▸ **Goal**: Convert every line of the records below, from the line containing "Confirm that each instance of the mountain" down to the end of the records, into a JSON list of strings with one string per line, leaving blank lines out. Leave the pictures out of the list.

▸ **Records for the task**:
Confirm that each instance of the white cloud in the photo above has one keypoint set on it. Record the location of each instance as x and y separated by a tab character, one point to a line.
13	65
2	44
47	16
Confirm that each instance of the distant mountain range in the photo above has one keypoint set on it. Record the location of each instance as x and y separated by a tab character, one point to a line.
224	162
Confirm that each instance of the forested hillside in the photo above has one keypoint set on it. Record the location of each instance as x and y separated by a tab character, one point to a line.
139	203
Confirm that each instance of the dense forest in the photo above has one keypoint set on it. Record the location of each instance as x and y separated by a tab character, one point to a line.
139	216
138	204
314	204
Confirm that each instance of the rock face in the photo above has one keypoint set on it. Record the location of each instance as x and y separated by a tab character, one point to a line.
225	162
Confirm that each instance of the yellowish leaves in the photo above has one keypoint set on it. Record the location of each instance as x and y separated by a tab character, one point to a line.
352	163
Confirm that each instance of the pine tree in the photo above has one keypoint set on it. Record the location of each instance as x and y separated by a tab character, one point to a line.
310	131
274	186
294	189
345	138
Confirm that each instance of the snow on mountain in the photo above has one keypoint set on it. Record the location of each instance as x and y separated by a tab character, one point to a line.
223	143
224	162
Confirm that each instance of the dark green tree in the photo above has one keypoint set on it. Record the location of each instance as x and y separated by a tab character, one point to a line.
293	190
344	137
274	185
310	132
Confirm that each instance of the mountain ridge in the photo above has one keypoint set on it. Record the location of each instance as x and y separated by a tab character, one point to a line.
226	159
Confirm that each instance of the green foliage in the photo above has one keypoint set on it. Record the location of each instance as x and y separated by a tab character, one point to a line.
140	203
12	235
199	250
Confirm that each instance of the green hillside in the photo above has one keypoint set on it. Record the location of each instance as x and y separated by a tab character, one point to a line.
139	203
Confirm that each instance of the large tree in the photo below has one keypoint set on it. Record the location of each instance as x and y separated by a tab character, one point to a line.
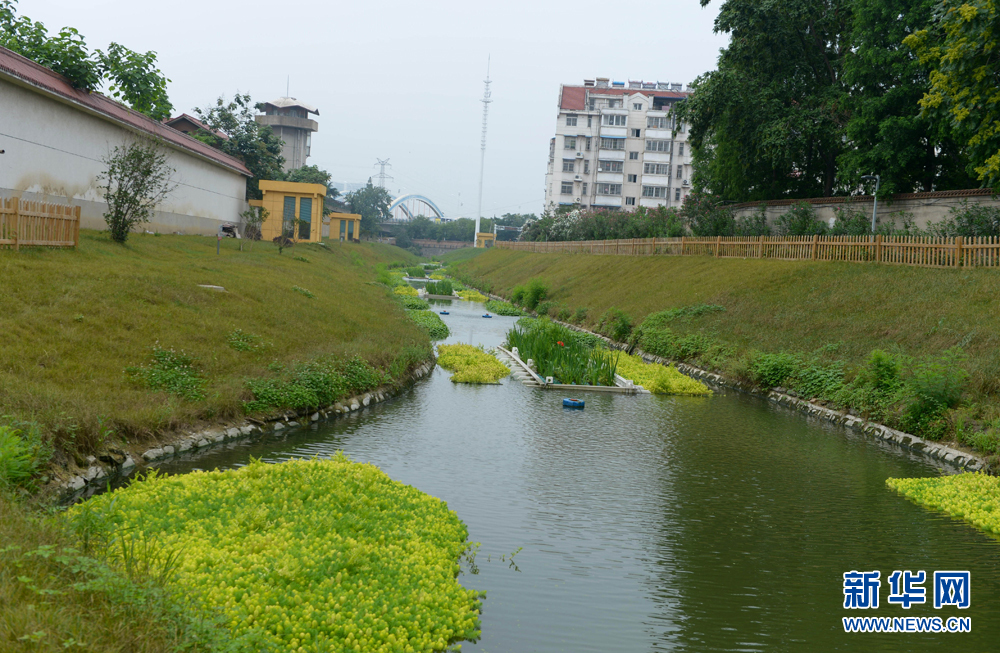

▸ **Worked answer**:
[
  "Confirm that each instance of the mountain ridge in the photo above has one keypoint set on it. Record the location of each instance as x and y separated by a tab character, one point to a line.",
  "226\t159",
  "Confirm that each instance of the green foliage in the photo above has one keypoint set on it. Record the location of each instance as x and y separated by a tab character, one point to a line.",
  "140\t203",
  "12\t235",
  "199\t250",
  "Confirm that each instance of the green hillside in the photo above has one keypoint set on it. Record the location of each instance as x and y separated by a tab character, one point to a line.",
  "139\t203",
  "Confirm that each instance of the large tree in the photo below has one keypoint set on it. Record the location of each instance as x and y separated by a tab character, one point to a line."
]